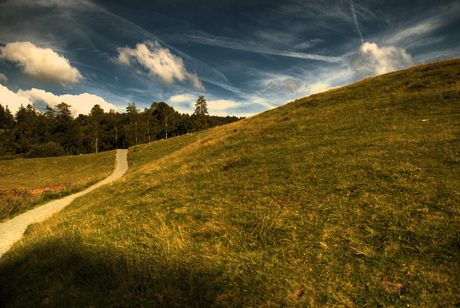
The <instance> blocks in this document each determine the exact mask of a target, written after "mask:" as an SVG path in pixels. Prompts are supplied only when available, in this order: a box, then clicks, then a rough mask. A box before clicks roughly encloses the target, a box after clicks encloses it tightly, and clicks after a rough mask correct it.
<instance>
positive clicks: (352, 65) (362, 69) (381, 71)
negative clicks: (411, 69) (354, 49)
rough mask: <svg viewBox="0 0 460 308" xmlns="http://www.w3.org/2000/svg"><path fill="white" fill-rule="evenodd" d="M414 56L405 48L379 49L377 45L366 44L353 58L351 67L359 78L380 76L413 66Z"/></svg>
mask: <svg viewBox="0 0 460 308" xmlns="http://www.w3.org/2000/svg"><path fill="white" fill-rule="evenodd" d="M413 64H414V62H413V60H412V56H411V55H410V54H408V53H407V52H406V50H405V49H403V48H398V47H395V46H383V47H379V46H378V45H377V44H375V43H368V42H366V43H364V44H363V45H362V46H361V47H360V48H359V50H358V52H357V53H356V54H355V55H354V56H353V58H352V60H351V66H352V68H353V70H354V71H355V72H356V73H357V75H358V76H361V77H365V76H374V75H380V74H384V73H388V72H392V71H396V70H399V69H404V68H407V67H408V66H410V65H413Z"/></svg>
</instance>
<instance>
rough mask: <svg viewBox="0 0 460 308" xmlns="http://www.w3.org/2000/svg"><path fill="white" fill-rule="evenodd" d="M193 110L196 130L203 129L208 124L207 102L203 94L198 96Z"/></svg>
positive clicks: (208, 113)
mask: <svg viewBox="0 0 460 308" xmlns="http://www.w3.org/2000/svg"><path fill="white" fill-rule="evenodd" d="M195 107H196V109H195V112H194V113H193V118H194V126H195V129H196V130H200V129H205V128H207V127H208V124H209V113H208V103H207V102H206V100H205V99H204V96H203V95H200V97H198V100H197V101H196V103H195Z"/></svg>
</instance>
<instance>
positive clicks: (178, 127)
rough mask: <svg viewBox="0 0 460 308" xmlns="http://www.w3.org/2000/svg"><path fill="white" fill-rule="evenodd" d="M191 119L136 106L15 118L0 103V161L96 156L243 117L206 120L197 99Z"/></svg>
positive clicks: (20, 112)
mask: <svg viewBox="0 0 460 308" xmlns="http://www.w3.org/2000/svg"><path fill="white" fill-rule="evenodd" d="M195 107H196V110H195V112H194V113H193V114H192V115H189V114H186V113H185V114H181V113H179V112H177V111H176V110H174V108H173V107H172V106H169V105H168V104H166V103H164V102H159V103H157V102H154V103H152V105H151V106H150V107H149V108H145V109H144V110H143V111H142V110H139V109H138V108H137V107H136V104H135V103H130V104H128V107H126V112H125V113H119V112H116V111H115V110H110V111H108V112H105V111H104V110H103V109H102V108H101V106H100V105H95V106H94V107H93V108H92V109H91V112H90V113H89V114H88V115H83V114H80V115H78V116H77V117H75V118H73V117H72V116H71V112H70V108H71V106H70V105H69V104H66V103H65V102H62V103H60V104H59V105H57V106H56V107H55V108H51V107H50V106H48V107H47V108H46V111H45V112H43V113H42V112H40V111H38V110H37V108H36V107H35V106H34V105H31V104H29V105H27V106H26V107H24V106H21V107H20V108H19V110H18V111H17V112H16V114H15V115H13V114H12V113H11V111H10V110H9V109H8V106H6V107H4V106H2V105H1V104H0V158H3V159H6V158H11V157H30V158H31V157H48V156H61V155H76V154H87V153H98V152H101V151H108V150H112V149H120V148H128V147H131V146H134V145H137V144H142V143H147V142H151V141H155V140H159V139H167V138H170V137H175V136H179V135H183V134H188V133H191V132H194V131H198V130H202V129H206V128H209V127H214V126H218V125H223V124H228V123H231V122H235V121H238V120H240V119H242V118H239V117H235V116H227V117H220V116H210V115H209V113H208V109H207V102H206V100H205V99H204V97H203V96H200V97H199V98H198V100H197V102H196V103H195Z"/></svg>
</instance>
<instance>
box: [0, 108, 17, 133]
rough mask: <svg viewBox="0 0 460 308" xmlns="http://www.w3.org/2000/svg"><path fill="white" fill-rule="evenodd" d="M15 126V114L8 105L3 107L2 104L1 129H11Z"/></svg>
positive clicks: (0, 124) (0, 128)
mask: <svg viewBox="0 0 460 308" xmlns="http://www.w3.org/2000/svg"><path fill="white" fill-rule="evenodd" d="M13 126H14V116H13V115H12V114H11V111H10V110H9V109H8V106H6V107H3V106H2V105H1V104H0V129H2V128H3V129H9V128H12V127H13Z"/></svg>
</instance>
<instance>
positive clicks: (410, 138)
mask: <svg viewBox="0 0 460 308" xmlns="http://www.w3.org/2000/svg"><path fill="white" fill-rule="evenodd" d="M459 76H460V60H458V59H456V60H450V61H445V62H439V63H433V64H428V65H422V66H417V67H412V68H410V69H408V70H404V71H400V72H393V73H389V74H385V75H381V76H378V77H375V78H368V79H365V80H362V81H360V82H358V83H355V84H352V85H349V86H346V87H343V88H339V89H334V90H330V91H327V92H324V93H320V94H316V95H312V96H309V97H306V98H302V99H299V100H297V101H295V102H292V103H289V104H286V105H284V106H281V107H279V108H276V109H274V110H270V111H267V112H264V113H262V114H259V115H257V116H254V117H251V118H248V119H245V120H242V121H239V122H235V123H232V124H229V125H225V126H221V127H217V128H213V129H209V130H206V131H202V132H198V133H194V134H191V135H187V136H181V137H178V138H172V139H168V140H162V141H157V142H153V143H150V144H147V145H141V146H136V147H133V148H131V149H130V152H129V153H130V154H129V166H130V169H129V171H128V173H127V175H125V177H124V178H123V179H122V180H120V181H119V182H117V183H114V184H112V185H108V186H105V187H102V188H101V189H99V190H97V191H95V192H92V193H90V194H88V195H86V196H84V197H82V198H80V199H78V200H76V201H75V202H74V203H73V204H71V205H70V206H68V207H67V208H65V209H64V210H63V211H62V212H61V213H60V214H59V215H56V216H54V217H53V218H52V219H50V220H48V221H46V222H43V223H40V224H36V225H34V226H32V227H30V228H29V229H28V231H27V234H26V236H25V238H24V239H23V240H22V241H21V242H20V243H18V244H16V245H15V246H14V247H13V249H12V250H10V251H9V252H8V253H6V254H5V255H4V256H3V258H2V259H1V260H0V299H1V300H0V306H2V307H24V306H40V305H42V306H62V307H66V306H76V307H80V306H81V307H89V306H92V307H106V306H115V307H118V306H120V307H145V306H146V307H280V306H288V307H455V306H458V305H460V295H459V294H460V288H459V285H460V279H459V277H460V264H459V260H460V241H459V238H460V237H459V235H460V234H459V232H460V231H459V230H460V221H459V204H460V190H459V187H460V176H459V174H460V138H459V137H460V82H459V79H460V78H459Z"/></svg>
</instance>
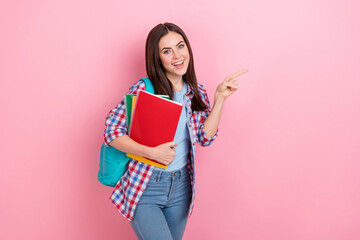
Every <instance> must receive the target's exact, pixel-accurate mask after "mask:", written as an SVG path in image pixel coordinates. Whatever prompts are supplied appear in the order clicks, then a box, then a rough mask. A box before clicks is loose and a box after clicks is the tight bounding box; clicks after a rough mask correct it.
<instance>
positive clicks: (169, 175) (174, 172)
mask: <svg viewBox="0 0 360 240" xmlns="http://www.w3.org/2000/svg"><path fill="white" fill-rule="evenodd" d="M188 171H189V168H188V166H187V165H185V166H184V167H182V168H180V169H178V170H174V171H172V172H166V171H160V170H154V171H153V173H152V175H153V176H156V177H157V178H160V176H162V177H171V176H177V175H180V178H181V176H183V175H184V174H186V173H187V172H188Z"/></svg>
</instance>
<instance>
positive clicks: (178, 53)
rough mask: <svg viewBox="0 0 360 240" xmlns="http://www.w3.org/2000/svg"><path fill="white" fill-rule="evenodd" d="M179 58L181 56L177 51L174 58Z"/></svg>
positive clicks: (174, 53)
mask: <svg viewBox="0 0 360 240" xmlns="http://www.w3.org/2000/svg"><path fill="white" fill-rule="evenodd" d="M179 56H180V54H179V52H178V51H176V50H175V51H174V55H173V57H174V58H175V59H177V58H179Z"/></svg>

## REQUIREMENT
Extract every line of the material above that contains the string "then". Matching is case-sensitive.

## RESPONSE
The <instance> blocks in this document each determine the exact mask of a target, written after "mask:" as an SVG path in pixels. Prompts are supplied only when available, in this order: a box, then clicks, then a rough mask. A box before clicks roughly encloses the target, a box after clicks encloses it tightly, and clicks after a rough mask correct it.
Every <instance> must receive the target's exact, pixel-accurate mask after "mask:", written as an SVG path in image pixel coordinates. Whatever prompts are supplied appear in the order clicks, then a box, then a rough mask. A box before clicks is loose and a box after clicks is the tight bounding box; clicks after a rough mask correct it.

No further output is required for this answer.